==== ФРАГМЕНТ ТЕКСТА

Опасения, порождаемые практикой мусульманских общин и вызывающие протест коренных европейцев, вполне конкретны. Они связаны с:

– запретом на переход из ислама в другие религии, в то время как обратный процесс считается допустимым;

– нескрываемой враждебностью в отношении немусульман;

– проявлениями социальной дифференциации со стороны некоторых мусульман по отношению к женщинам, гомосексуалистам и другим меньшинствам, что противоречит европейским идеалам прав личности.

Как мы убедились, по ряду причин мусульмане по всей Европе стремятся селиться по определенному принципу. И без того бедные и маргинальные, эти поселения превратились в этнические гетто. А в силу социально-экономической ущербности, стали вдобавок центрами притяжения криминала. Коренное европейское население рассматривает эти районы как очень опасные, многие из таких районов стали запретными зонами для белых людей: «… Французское управление внутренней разведки признало, что существуют десятки районов, куда полиция не осмеливается сунуть нос»3.

Зачастую тесные связи, которые мусульманские общины поддерживают со своими родными странами (достаточно часто гораздо более тесные, чем с принимающей страной), также усиливают восприятие мусульман (а следовательно, и ислама) как «чужеродного» элемента. Тот факт, что многие исламские государства стремятся открыто поддерживать укрепление мусульманской идентичности, противопоставляющей себя Европе и находящейся в конфликте с ней, придает исламу еще более угрожающий характер. Он начинает ассоциироваться с фундаментализмом и политическим экстремизмом.


Общественный контекст и антииммигрантские настроения

В европейских государствах превалируют антииммигрантские и, в частности, антимусульманские настроения. Эта враждебность может быть открыто выраженной или – чаще всего – проявляется в форме внутреннего предубеждения. В любом случае, те, против кого она направлена, и видят, и ощущают ее.

На практике это тайное предубеждение имеет очевидные социально-экономические последствия. У тех, кто получает отказ в приеме на работу (особенно это характерно для молодых мусульман), часто складывается впечатление, что это происходит из-за их принадлежности к мусульманской общине. С этого момента, с осознания того, что есть «МЫ» и «ОНИ», начинается поиск прибежища в религии. И тогда приверженность исламу и откровенно мусульманским символам становится формой контркультуры, а принадлежность к общине – формой солидарности и самозащиты от окружения, которое воспринимается как враждебное и опасное.

В качестве примера можно привести проблему ношения платков некоторыми мусульманскими школьницами. Поначалу, столкнувшись с требованием семьи носить хиджаб или, по крайней мере, платок, многие школьницы ухитрялись найти способ, чтобы уладить дела и с семьей, и с внешним светским миром. Выходя из дому, они надевали платки, а у дверей школы попросту их снимали. Но это было явно неформальным соглашением, и, если бы тому отдельному странному случаю, когда ученица решила покрывать голову платком также и в стенах школы, не было придано такое значение, он, возможно, разрешился бы сам собой. В любом случае, на местном уровне этот вопрос следовало бы решать с чутким отношением к культурным особенностям. Но раз из него раздули проблему, то подход обеих спорящих сторон лишь ужесточился.

========

● НАБОР ЗАДАНИЙ
**1.** Процитируйте отрывок из текста о мусульманских общинах Европы, начиная со слов «В европейских государствах» и заканчивая словами «враждебное и опасное.».
**2.** Продолжите текст о мусульманских общинах Европы, начав сразу после его последнего предложения.

==== ИСХОДНЫЕ ДАННЫЕ

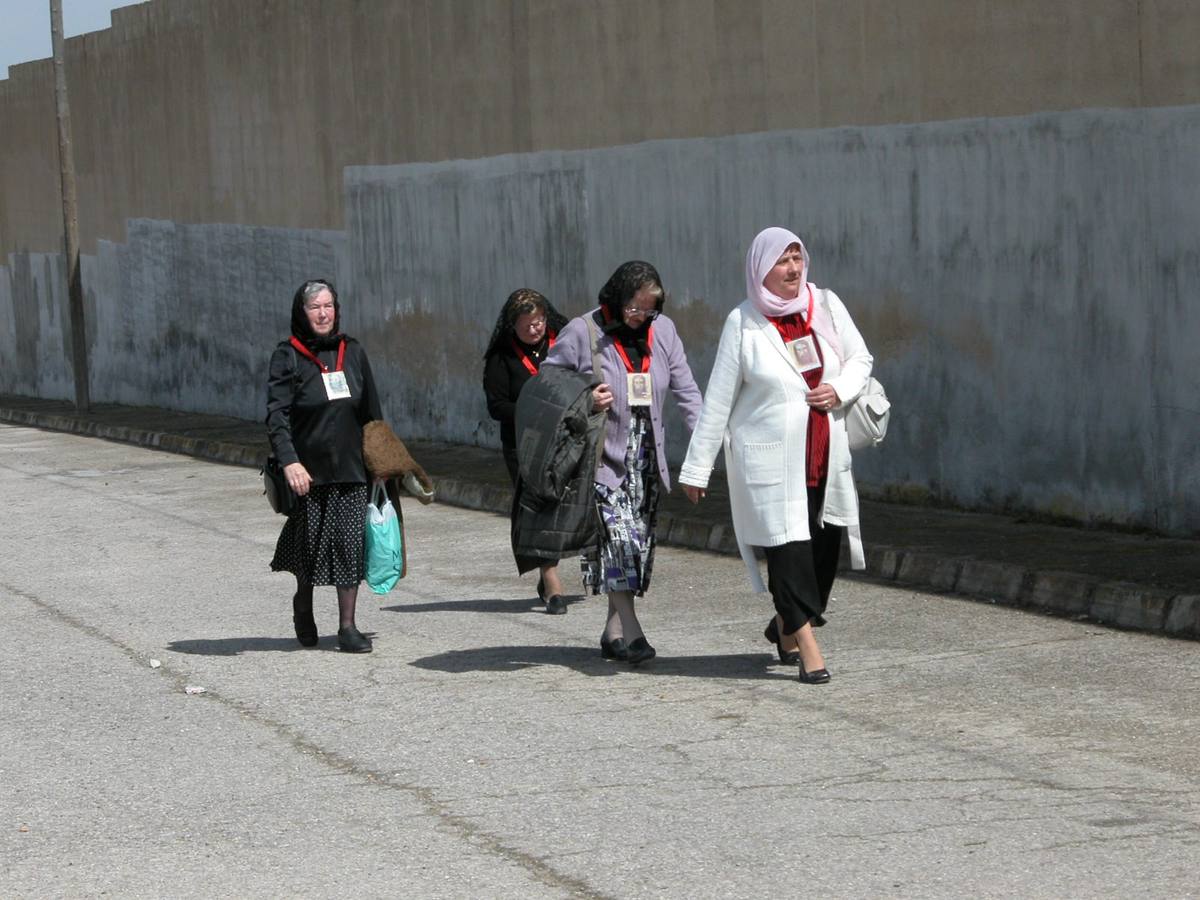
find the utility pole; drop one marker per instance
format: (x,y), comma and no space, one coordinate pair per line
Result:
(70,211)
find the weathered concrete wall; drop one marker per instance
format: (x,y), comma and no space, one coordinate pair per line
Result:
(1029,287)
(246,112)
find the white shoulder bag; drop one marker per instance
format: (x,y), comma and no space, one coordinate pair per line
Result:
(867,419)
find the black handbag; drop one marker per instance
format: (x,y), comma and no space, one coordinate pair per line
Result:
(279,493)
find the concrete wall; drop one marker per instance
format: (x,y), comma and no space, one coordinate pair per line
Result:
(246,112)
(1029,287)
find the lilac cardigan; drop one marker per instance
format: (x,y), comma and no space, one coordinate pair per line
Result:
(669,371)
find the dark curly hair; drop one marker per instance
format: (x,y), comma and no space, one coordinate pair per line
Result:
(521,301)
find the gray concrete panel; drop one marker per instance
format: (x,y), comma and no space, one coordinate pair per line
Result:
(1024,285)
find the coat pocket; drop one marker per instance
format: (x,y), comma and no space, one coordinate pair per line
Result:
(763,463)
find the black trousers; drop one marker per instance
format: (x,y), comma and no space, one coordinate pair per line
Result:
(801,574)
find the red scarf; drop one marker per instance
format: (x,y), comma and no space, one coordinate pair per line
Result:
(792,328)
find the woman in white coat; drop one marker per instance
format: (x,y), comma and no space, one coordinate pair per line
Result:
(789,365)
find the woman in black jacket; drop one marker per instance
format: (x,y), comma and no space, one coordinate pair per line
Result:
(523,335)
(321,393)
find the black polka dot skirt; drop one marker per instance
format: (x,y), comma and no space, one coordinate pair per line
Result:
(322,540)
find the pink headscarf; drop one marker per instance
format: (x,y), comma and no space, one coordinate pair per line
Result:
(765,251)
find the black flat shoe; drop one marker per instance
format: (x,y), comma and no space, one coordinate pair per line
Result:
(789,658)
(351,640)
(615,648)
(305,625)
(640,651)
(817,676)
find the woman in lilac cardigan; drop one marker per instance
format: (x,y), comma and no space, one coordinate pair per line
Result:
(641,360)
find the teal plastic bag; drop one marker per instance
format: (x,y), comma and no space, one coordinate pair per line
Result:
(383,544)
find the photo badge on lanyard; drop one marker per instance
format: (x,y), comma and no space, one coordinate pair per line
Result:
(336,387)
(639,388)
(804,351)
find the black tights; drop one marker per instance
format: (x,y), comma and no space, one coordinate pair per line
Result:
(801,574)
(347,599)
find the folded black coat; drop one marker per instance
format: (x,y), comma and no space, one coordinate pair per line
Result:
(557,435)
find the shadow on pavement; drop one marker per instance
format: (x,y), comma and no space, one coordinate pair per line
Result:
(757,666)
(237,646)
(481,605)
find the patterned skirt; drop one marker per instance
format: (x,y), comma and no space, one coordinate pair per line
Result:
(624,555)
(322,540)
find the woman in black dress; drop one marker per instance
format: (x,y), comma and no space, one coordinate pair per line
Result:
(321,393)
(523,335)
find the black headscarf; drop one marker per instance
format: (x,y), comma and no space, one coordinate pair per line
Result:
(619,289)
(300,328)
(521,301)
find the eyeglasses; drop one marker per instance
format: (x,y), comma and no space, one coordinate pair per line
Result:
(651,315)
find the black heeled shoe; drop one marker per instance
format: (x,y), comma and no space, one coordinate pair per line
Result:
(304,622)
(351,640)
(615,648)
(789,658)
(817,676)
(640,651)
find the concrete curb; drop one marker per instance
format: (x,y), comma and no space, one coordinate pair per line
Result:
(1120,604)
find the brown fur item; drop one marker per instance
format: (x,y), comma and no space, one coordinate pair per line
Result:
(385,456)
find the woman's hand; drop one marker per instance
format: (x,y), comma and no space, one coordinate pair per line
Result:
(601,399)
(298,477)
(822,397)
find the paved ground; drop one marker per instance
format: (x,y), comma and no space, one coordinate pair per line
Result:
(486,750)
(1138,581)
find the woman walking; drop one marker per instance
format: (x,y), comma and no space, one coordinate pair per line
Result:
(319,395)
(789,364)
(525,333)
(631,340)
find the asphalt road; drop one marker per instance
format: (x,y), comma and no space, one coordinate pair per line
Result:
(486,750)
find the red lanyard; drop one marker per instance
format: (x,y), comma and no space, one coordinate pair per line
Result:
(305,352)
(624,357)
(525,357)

========
==== ИСХОДНЫЕ ДАННЫЕ

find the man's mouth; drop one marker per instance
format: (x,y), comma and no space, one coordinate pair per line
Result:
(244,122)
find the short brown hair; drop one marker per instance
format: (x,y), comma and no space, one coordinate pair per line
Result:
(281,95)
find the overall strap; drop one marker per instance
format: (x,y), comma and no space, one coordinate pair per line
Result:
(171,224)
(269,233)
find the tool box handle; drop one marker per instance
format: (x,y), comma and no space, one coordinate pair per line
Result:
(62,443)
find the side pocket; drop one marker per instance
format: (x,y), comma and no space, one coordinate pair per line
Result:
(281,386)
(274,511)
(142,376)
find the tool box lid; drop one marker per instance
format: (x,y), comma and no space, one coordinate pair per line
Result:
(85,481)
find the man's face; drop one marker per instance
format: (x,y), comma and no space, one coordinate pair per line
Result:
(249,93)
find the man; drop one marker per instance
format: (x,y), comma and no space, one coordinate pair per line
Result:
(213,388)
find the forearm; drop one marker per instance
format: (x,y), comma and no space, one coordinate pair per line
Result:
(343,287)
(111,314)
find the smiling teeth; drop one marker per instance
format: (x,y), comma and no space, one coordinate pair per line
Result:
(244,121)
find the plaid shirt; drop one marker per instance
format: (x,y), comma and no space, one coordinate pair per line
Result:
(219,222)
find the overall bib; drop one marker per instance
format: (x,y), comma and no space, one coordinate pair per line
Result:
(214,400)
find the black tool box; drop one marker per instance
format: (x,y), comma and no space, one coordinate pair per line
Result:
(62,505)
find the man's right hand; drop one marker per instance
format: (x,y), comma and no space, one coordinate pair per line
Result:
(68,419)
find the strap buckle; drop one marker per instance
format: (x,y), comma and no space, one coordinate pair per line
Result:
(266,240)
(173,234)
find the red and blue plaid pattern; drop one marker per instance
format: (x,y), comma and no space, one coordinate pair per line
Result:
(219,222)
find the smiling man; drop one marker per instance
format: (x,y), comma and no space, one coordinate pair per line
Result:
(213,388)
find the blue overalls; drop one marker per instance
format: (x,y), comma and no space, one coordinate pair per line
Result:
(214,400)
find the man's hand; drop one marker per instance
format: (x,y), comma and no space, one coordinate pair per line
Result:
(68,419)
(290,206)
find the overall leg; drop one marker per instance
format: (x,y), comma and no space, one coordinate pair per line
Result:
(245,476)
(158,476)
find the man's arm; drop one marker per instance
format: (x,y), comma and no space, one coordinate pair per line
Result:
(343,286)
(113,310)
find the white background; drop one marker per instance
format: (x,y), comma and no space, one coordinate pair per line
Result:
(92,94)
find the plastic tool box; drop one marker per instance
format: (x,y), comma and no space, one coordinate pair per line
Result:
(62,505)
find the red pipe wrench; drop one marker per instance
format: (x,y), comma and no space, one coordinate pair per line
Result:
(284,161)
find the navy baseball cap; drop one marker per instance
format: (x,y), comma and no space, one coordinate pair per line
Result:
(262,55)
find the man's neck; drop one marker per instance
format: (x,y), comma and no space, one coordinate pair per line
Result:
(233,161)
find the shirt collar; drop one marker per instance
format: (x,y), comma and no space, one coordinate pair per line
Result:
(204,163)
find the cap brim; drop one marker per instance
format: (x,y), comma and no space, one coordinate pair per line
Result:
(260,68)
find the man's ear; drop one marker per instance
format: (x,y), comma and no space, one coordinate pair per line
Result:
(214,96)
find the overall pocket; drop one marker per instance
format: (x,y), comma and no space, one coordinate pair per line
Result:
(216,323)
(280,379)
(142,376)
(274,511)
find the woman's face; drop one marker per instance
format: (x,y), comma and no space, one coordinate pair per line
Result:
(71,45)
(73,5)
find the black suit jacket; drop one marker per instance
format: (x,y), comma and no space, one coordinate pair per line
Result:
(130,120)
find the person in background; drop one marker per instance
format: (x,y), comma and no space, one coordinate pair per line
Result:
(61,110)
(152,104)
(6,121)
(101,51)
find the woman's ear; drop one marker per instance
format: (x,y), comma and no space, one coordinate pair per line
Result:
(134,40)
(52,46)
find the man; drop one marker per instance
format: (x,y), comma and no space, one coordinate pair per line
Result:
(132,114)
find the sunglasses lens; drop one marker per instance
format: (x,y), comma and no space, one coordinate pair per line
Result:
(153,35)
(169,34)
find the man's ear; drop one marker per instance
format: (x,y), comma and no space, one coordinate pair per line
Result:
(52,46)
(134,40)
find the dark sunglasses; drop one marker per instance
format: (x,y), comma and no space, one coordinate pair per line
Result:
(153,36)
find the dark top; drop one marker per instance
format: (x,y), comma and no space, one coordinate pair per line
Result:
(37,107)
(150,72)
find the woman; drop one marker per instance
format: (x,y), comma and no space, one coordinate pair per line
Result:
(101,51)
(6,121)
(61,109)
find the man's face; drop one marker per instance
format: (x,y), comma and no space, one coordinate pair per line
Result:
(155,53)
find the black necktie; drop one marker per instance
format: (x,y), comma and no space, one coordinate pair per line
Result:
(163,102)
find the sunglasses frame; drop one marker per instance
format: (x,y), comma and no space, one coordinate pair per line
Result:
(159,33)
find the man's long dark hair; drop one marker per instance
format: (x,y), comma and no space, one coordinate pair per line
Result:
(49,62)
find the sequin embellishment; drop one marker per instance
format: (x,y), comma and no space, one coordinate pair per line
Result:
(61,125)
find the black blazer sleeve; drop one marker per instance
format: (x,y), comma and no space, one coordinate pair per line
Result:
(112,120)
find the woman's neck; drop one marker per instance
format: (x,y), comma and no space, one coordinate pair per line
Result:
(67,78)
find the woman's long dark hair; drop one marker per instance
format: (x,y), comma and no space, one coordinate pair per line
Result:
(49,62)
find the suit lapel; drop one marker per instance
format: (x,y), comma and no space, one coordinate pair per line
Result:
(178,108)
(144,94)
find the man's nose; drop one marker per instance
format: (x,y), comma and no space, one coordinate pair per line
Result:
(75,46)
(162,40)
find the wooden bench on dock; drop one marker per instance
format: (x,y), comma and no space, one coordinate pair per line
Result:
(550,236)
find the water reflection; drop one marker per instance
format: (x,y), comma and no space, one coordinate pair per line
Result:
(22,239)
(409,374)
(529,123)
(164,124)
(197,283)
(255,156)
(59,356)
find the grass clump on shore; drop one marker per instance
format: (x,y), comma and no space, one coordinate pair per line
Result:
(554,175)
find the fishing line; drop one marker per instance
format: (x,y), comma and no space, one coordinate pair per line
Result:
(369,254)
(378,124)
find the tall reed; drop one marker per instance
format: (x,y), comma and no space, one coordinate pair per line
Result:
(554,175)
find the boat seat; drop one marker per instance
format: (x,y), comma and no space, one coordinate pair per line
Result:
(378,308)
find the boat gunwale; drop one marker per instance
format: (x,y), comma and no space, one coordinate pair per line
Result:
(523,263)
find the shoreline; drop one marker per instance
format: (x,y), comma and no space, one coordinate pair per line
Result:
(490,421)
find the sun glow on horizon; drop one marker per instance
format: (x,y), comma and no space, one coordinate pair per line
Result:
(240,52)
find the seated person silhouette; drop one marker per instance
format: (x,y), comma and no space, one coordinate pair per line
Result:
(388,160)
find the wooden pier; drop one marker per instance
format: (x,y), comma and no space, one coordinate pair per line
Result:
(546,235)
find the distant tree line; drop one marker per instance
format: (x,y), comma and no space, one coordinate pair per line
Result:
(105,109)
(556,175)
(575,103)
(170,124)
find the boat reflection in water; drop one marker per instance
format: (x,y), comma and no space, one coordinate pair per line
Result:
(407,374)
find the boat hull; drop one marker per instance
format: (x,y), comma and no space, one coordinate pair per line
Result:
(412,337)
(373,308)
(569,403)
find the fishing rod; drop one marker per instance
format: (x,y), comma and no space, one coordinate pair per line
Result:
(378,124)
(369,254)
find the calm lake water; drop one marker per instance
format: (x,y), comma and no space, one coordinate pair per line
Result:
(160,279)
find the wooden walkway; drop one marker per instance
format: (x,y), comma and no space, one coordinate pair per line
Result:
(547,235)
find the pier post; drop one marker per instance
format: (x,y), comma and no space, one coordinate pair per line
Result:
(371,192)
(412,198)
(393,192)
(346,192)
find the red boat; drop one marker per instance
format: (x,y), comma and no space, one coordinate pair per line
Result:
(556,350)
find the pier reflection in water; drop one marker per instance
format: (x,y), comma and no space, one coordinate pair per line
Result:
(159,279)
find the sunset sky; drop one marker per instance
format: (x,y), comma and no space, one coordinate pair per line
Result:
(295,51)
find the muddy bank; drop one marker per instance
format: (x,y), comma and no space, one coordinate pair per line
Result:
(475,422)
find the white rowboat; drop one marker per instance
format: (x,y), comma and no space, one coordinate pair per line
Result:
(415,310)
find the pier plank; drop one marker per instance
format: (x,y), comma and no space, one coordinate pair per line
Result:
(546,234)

========

● ОТВЕТЫ ПО ЗАДАНИЯМ
**1.**
В европейских государствах превалируют антииммигрантские и, в частности, антимусульманские настроения. Эта враждебность может быть открыто выраженной или – чаще всего – проявляется в форме внутреннего предубеждения. В любом случае, те, против кого она направлена, и видят, и ощущают ее.

На практике это тайное предубеждение имеет очевидные социально-экономические последствия. У тех, кто получает отказ в приеме на работу (особенно это характерно для молодых мусульман), часто складывается впечатление, что это происходит из-за их принадлежности к мусульманской общине. С этого момента, с осознания того, что есть «МЫ» и «ОНИ», начинается поиск прибежища в религии. И тогда приверженность исламу и откровенно мусульманским символам становится формой контркультуры, а принадлежность к общине – формой солидарности и самозащиты от окружения, которое воспринимается как враждебное и опасное.

**2.**
Если говорить об экономике в широком смысле, мусульманин-иммигрант всегда рассматривался европейскими государствами и политиками как средство достижения определенной цели. Он должен был приехать, чтобы восполнить недостаток рабочей силы, работать, пока в нем есть нужда, а затем спокойно уехать домой. Тем не менее иммигрант, чья экономическая роль – быть работником, является также и фигурой социальной. И это социальное начало не принималось во внимание. Так мусульманские мигранты оказывались экономически и социально маргинализованы. И поэтому неизбежным было создание иммигрантами фактически параллельно действовавшей экономики и общественных структур.

И сегодня обе – и коренная, и иммигрантская – части европейского населения пребывают в оппозиции друг к другу.


Кто и почему подвержен радикализации?

Пытаясь выявить, какой человеческий тип действительно подвержен воздействию радикальных настроений, мы обнаружим, что зачастую это молодые, в основном образованные мусульмане второго поколения иммиграции. Побудительные причины у всех разные. «Каждый подвергается процедуре радикализации по-разному. Это и воздействие на умы тех, кто чувствует свою отчужденность, тех, у кого нет альтернатив и возможностей. Это и обращение к твоему чувству мировой справедливости. Жертвой может стать и молодой человек, который ничего не знает о своей религии и подвергся влиянию ее извращенных интерпретаций»4.


Конфликт поколений

Очевидным фактором, порождающим конфликт поколений, можно было бы считать столкновение ценностных систем молодежи и их родителей. Тем не менее интервью с участниками массовых беспорядков 1996 года в Брэдфорде (Великобритания) показывают, что это было не столько столкновение ценностей, сколько проявление чувства глубокого разочарования в том, что старшее поколение не смогло противостоять дискриминации мусульман.

Испытывая чувство унижения, новые поколения молодых людей искали альтернативную, «более справедливую» систему, которая даст им возможность добиться достойного места в обществе. По-видимому, некоторых из них этот поиск привел к радикальной интерпретации ислама. «Экстремисты предлагают простой, вдохновляющий нарратив, который помогает молодежи описать свое положение и окружающий мир: "Запад находится в состоянии войны с исламом, и все обязаны не только защищать ислам, но и сражаться с теми, кто участвует в этой агрессии"»5.

Очень часто радикализм проявляется вопреки имеющим более широкое хождение (но слабо выражаемым) настроениям внутри мусульманской общины. Здесь важно заметить, что значительная часть той молодежи, которая под влиянием радикальных идей превращается в активистов джихада, – это и весьма образованные, и хорошо интегрированные в общество люди. Значит, явление нельзя объяснить только религиозными причинами или отсутствием экономических достижений.

Надо сказать, что реальная проблема заключается НЕ ТОЛЬКО в бедности, недостатке образования и отсутствии занятости, что вызывает беспокойство у европейских мусульман. Проблема В ТОМ, что, не будучи интегрированной в европейский мейнстрим, большая часть мусульманского населения объединилась в «параллельные миры», в которых многие живут всю жизнь, не взаимодействуя или почти не взаимодействуя с другими частями общества. И хотя большинство мусульман в Европе и не является носителем радикальной идеи, значительная прослойка данной группы ведет отчужденное и тревожное существование в этих разбросанных по всей Европе «параллельных мирах».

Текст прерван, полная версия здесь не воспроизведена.